» Records from a point labeling set:
= = = = = = =
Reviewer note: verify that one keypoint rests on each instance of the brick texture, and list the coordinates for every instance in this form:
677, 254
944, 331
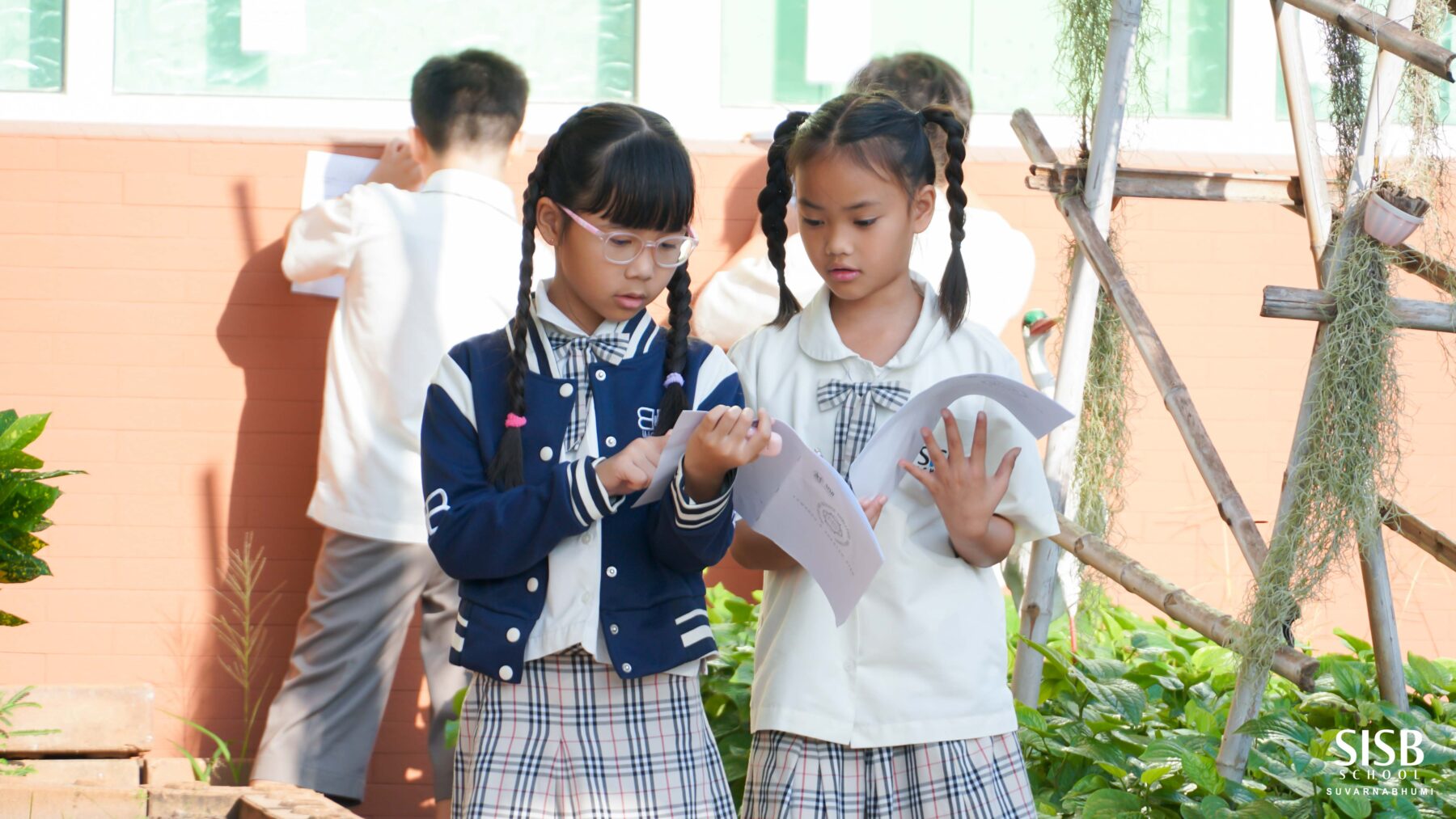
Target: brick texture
143, 304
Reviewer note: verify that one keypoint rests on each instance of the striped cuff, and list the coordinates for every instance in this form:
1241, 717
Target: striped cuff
589, 498
691, 514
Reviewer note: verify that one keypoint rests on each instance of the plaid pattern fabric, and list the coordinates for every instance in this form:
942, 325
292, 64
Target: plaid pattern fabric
575, 354
793, 775
855, 422
574, 739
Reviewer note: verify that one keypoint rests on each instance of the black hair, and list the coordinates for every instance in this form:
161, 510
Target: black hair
919, 80
626, 165
469, 98
878, 133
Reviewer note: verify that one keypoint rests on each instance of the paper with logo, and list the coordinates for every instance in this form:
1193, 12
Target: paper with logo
877, 467
327, 176
800, 502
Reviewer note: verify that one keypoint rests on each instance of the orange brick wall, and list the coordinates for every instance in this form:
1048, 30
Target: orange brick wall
142, 303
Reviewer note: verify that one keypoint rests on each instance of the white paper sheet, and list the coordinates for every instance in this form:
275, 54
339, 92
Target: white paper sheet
800, 502
877, 467
327, 176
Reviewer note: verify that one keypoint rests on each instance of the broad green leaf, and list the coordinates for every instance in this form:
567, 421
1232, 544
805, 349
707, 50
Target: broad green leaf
1352, 804
18, 460
1111, 804
1356, 644
23, 431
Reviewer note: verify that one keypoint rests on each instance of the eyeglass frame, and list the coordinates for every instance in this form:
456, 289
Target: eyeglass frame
604, 236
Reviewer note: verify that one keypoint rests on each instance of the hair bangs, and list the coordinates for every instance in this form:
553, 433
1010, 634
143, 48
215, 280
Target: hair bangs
644, 182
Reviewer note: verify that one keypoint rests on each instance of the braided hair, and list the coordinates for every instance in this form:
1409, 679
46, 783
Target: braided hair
628, 165
881, 134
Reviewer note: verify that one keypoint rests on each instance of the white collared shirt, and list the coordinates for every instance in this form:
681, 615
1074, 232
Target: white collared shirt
924, 655
422, 272
574, 566
999, 267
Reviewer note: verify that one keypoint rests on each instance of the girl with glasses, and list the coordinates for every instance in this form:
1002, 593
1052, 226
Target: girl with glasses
582, 615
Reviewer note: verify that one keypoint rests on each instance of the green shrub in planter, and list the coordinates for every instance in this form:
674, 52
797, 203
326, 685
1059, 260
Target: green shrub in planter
23, 502
1130, 724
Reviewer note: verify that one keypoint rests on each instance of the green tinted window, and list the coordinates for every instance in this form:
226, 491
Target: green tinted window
571, 50
31, 49
1006, 51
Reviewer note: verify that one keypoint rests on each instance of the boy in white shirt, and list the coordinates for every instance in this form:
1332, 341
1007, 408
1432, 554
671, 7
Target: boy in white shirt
999, 265
422, 271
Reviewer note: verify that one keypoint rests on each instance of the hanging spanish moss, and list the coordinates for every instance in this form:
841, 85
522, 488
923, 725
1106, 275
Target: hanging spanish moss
1350, 447
1082, 56
1347, 98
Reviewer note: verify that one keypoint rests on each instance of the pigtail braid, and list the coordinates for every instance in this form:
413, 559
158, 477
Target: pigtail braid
509, 467
675, 364
773, 205
954, 289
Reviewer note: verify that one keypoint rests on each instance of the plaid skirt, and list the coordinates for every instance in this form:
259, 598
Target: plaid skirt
574, 739
794, 775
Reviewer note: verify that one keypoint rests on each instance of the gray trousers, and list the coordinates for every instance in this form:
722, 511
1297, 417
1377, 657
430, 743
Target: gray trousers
324, 724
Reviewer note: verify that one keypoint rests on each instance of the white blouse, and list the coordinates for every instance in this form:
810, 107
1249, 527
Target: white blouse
924, 655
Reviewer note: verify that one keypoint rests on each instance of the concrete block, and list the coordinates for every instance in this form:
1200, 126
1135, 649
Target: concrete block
89, 720
92, 773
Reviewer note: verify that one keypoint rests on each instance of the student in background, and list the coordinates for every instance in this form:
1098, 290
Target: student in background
999, 260
422, 269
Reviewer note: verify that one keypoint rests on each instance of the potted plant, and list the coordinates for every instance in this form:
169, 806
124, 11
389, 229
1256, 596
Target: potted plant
1392, 214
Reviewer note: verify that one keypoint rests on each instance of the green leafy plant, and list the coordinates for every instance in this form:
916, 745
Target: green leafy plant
1130, 724
240, 630
730, 675
7, 707
23, 502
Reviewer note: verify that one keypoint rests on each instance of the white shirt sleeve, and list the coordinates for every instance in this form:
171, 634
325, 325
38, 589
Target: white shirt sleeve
324, 239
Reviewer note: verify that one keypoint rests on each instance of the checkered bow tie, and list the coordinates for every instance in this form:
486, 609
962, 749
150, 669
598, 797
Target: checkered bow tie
575, 355
855, 420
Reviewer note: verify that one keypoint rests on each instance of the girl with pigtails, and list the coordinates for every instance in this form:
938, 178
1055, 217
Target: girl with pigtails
582, 615
904, 709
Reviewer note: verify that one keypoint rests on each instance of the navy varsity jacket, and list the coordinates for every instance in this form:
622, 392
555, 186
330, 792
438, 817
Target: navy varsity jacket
497, 543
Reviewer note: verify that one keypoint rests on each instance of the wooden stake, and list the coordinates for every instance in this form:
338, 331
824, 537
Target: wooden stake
1077, 333
1385, 639
1290, 664
1319, 306
1420, 533
1165, 374
1383, 32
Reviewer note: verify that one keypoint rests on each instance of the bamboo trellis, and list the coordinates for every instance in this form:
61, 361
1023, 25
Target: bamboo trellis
1308, 194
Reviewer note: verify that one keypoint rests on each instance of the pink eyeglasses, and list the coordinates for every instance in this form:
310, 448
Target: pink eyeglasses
620, 247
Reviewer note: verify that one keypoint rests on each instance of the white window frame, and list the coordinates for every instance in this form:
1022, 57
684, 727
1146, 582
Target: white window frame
679, 76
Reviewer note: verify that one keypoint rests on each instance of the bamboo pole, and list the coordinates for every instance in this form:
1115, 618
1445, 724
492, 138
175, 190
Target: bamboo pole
1150, 347
1436, 543
1383, 32
1383, 636
1244, 704
1319, 306
1157, 184
1314, 188
1290, 664
1077, 333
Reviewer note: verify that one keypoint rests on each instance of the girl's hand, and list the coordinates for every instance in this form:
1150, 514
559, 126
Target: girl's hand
722, 442
396, 167
873, 508
631, 469
966, 496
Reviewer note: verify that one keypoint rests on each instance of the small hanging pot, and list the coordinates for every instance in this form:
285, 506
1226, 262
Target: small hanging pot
= = = = = = =
» Stated goal:
Leave out the pictures, and give all the records again exactly.

» Completed task:
Reviewer note: verify that one keypoint rests on each instance of the brick texture, and list the coordinates for every instance in this form:
677, 254
944, 331
Target: brick texture
143, 304
Reviewer note: verify that one keypoint rests on each instance of the striped cuff, and list the coordinates for every instance in this form:
1241, 717
Target: striped cuff
589, 498
691, 514
Reviewer note: verify that one keypoint rests on each instance of the plaid pattern fabric, and list the coordinates for every instance in this form:
942, 325
292, 64
Target: plaid pattern fabric
575, 354
793, 775
855, 422
574, 739
Reviewer note: verify that one keypoint rests on each instance of the black hair, and list the coordinates for every instance in this form:
161, 510
Target: black hair
919, 80
626, 165
469, 98
878, 133
Reviewer note: verify that one keypoint rests on each instance of the paper with logo, and list the coordinates for every instance in this form:
1193, 12
Target: paper with logo
877, 467
327, 176
800, 502
Reviewer note: verify that one keypoint rests on each instance of the orange brick wall, and list the coordinates for every instance in this form:
1048, 30
Target: orange brick wall
142, 303
Reviewer note: verify that one keypoint rests on each instance of the white paper sheet, and list the coordinates for every instance in this form:
275, 54
339, 92
Target: white paper sheet
800, 502
877, 467
327, 176
Reviewer note: verify that one keypoint rests on each instance of the broad green leaf, and list the coordinates for every instance in this form:
567, 421
1232, 544
805, 349
707, 50
Target: broad green leaf
1352, 804
18, 460
1111, 804
1356, 644
23, 431
Reviewer note: verify that one keypoint rests on each instance of the eyeglass frame, and list the coordinates for every instance in this form:
456, 289
Target: eyeglass frame
604, 236
Reviewer note: verify that one keypoint rests on each instance of the hair bangs, and list the coordinates for every instance in this form:
553, 433
1010, 634
143, 48
215, 280
Target: hair bangs
644, 182
Reviewer note: verify that one keypoint rests on each instance of the braided hair, and list the coordinates for every instance in this form:
1409, 679
46, 783
Target: braided hair
628, 165
881, 134
Reviewer note: verify that one keypoint rests on each instance of the white collared shirt, and list the coordinates for every instance in this form:
681, 615
1074, 232
Target: white collared shirt
924, 655
422, 272
574, 566
999, 267
Reviewer note: verify that one keypoint rests on each instance of the girl with glasses, and list the coordinates for every instance in this form:
1002, 593
1052, 226
Target: girl with glasses
582, 615
Reviewer note: verify that one keypoint rests on each instance of the green shrub in planter, and list the coordinates for every instance in this form:
674, 52
797, 203
326, 685
1059, 260
Target: green shrub in planter
23, 502
1130, 724
Reviewer note: verify that one keypoint rests on each instance of the green tinted window, and list the coordinates for every instance in this form:
226, 491
Target: green tinted window
571, 50
31, 49
1006, 51
Reviewer note: verify that one keypoint rests on each instance of the boy in white shirt, and list the coordinates for every instance in this form:
1332, 341
1007, 408
1432, 554
671, 7
Target: boy in white shirt
999, 265
422, 271
Reviewer note: verify that one keypoint rests on each instance of the hanging spanish moss, and list the coordinates for every instance in this form:
841, 85
522, 488
923, 725
1106, 275
Target: hanging spanish moss
1350, 447
1082, 56
1347, 98
Reviewer note: verify that one keypoint rests on each instance of the pigtail braid, and list the coordinates for every instance in this form:
413, 559
158, 477
Target: pigtail braid
509, 467
675, 364
773, 205
954, 289
Reviewer note: verify that one keypoint rests on each instance of the plaid skirt, and list the coordinates for every instance in this form:
259, 598
Target: plaid skirt
574, 739
794, 775
Reviewer note: verify that one keypoint rests on each instance of the gray trousers, and list the coordinates for every instance in this form:
722, 511
1297, 417
1377, 657
430, 743
Target: gray trousers
324, 724
Reviewer note: verify that one keypoint rests on each instance of the white blouse, and list the coordinates for every instance in this form:
810, 107
1249, 527
Target: white blouse
924, 655
Reviewer note: verify that one keypoint rests on each instance of the concrete block, and list the coordinates for every instance in this form:
1200, 126
1135, 649
Target: concrete block
89, 720
92, 773
Reviewer note: verify that one keypoint rests on each instance of the student in background, and list the coordinates for every instance in this form:
1098, 290
Target: student in background
999, 260
422, 269
Reviewer note: verify that one keypoint rests on each instance of the potted plant, and list the coordinates for every instance in this form:
169, 806
124, 11
389, 229
1256, 596
Target: potted plant
1392, 214
Reviewer note: verify that one keypoint rests on each instance of the green leafy plant, and list the coordinates for every instance in this form:
916, 745
Target: green leafy plant
1130, 724
240, 630
730, 675
7, 707
23, 502
Reviewer note: verify that one keypoint rests on each instance of the white shirt sleeve, and list the coordinates for every instance in this form:
171, 634
325, 325
38, 589
Target: white shirt sleeve
324, 239
Reviewer note: verify that one keypoint rests on each instance of the checkered bow tie, and list the coordinates for every instance in this form:
486, 609
962, 749
150, 669
598, 797
Target: checkered bow tie
575, 355
855, 420
Reviewer note: verify that one keypoint rests on each instance of the girl with pigtails, and list the coordinates for every instance in this form:
938, 178
1055, 217
Target: girl with pigtails
582, 615
904, 709
Reviewer note: verify that one keypoint rests on each instance of the navy varsity jacket, and list the coordinates for every instance in this form:
622, 392
555, 186
330, 792
438, 817
Target: navy varsity jacket
497, 543
Reviewer note: verify that one keypoint rests on each instance of the wooden stake, and list the coordinates for every instance in this form:
338, 331
824, 537
Target: wooden stake
1077, 333
1385, 639
1290, 664
1319, 306
1420, 533
1165, 374
1383, 32
Reviewer note: verify that one keypoint rests on each instance of the bamboo trellis, and list the coordinates for every instance in this form:
61, 361
1023, 25
Target: bamboo trellis
1308, 194
Reviewer note: verify that one keypoint rests on each instance of the pink eyeglasses, and list the coordinates for every instance in this form:
310, 448
Target: pink eyeglasses
620, 247
Reviewer note: verify that one keypoint rests on each instance of the white window frame, and list the coordinates for every instance in this form:
1022, 57
684, 727
1146, 582
Target: white window frame
679, 76
Reviewer note: verify that one keypoint rests on each instance of the bamboo pole, and list the coordinates for every instance in this form:
1115, 618
1445, 724
492, 138
175, 190
Target: bamboo pole
1150, 347
1436, 543
1383, 32
1383, 636
1244, 704
1319, 306
1157, 184
1314, 188
1290, 664
1077, 333
Reviewer note: verify that one keypoint rests on each instance of the girl's hand, and list the coordinates for every instance in this form:
1150, 514
559, 126
Target: girl's hand
722, 442
396, 167
873, 508
631, 469
966, 496
Reviewer note: verify that one keypoint rests on each instance of the small hanging pot, and list the coordinates for every instance in this form:
285, 506
1226, 262
Target: small hanging pot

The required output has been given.